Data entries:

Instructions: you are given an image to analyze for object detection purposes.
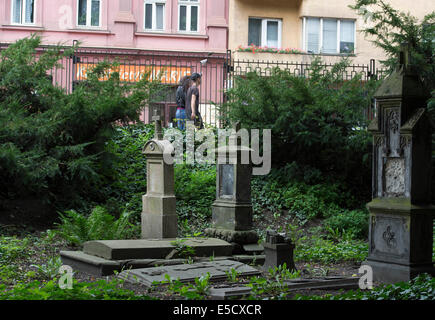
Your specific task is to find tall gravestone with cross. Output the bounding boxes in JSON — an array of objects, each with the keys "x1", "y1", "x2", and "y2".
[
  {"x1": 364, "y1": 46, "x2": 435, "y2": 282},
  {"x1": 142, "y1": 108, "x2": 178, "y2": 239}
]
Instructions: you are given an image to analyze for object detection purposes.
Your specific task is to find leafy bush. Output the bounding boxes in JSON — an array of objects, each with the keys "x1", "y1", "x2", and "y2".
[
  {"x1": 295, "y1": 237, "x2": 368, "y2": 263},
  {"x1": 223, "y1": 59, "x2": 377, "y2": 197},
  {"x1": 295, "y1": 274, "x2": 435, "y2": 300},
  {"x1": 324, "y1": 210, "x2": 369, "y2": 239},
  {"x1": 175, "y1": 165, "x2": 216, "y2": 236},
  {"x1": 104, "y1": 124, "x2": 154, "y2": 223},
  {"x1": 0, "y1": 36, "x2": 163, "y2": 215},
  {"x1": 252, "y1": 163, "x2": 361, "y2": 223},
  {"x1": 0, "y1": 279, "x2": 150, "y2": 300},
  {"x1": 55, "y1": 207, "x2": 138, "y2": 245}
]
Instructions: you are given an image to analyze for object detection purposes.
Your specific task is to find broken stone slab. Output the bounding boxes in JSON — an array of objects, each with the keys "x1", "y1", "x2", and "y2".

Requirements: Copy all of the material above word for word, omitting the pictures.

Correct response:
Instructions: you are given an image to analyze for object detection purposes.
Your specific task is to find tall gravestone with cross. Output the bounding boxes in JSON — an array of objects, each with the keys "x1", "y1", "x2", and "y2".
[
  {"x1": 364, "y1": 46, "x2": 435, "y2": 282},
  {"x1": 142, "y1": 108, "x2": 178, "y2": 239}
]
Instructions: you are given an image to analyze for object detection purposes.
Your specific task is to find leafy bush. Output the bounding boxes in JSON — an array of objects, each with the keys "x1", "y1", "x2", and "y2".
[
  {"x1": 295, "y1": 237, "x2": 368, "y2": 263},
  {"x1": 223, "y1": 59, "x2": 377, "y2": 197},
  {"x1": 295, "y1": 274, "x2": 435, "y2": 300},
  {"x1": 324, "y1": 210, "x2": 369, "y2": 239},
  {"x1": 175, "y1": 165, "x2": 216, "y2": 236},
  {"x1": 104, "y1": 124, "x2": 154, "y2": 223},
  {"x1": 0, "y1": 36, "x2": 163, "y2": 215},
  {"x1": 252, "y1": 163, "x2": 361, "y2": 223},
  {"x1": 0, "y1": 279, "x2": 150, "y2": 300},
  {"x1": 55, "y1": 207, "x2": 138, "y2": 245}
]
Instructions: you are given an image to analyze for object detection purposes.
Your specific task is to find broken stone slab. Output the bounding boxes in JSON — an array of objects, each with the keys "x1", "y1", "x2", and "y2".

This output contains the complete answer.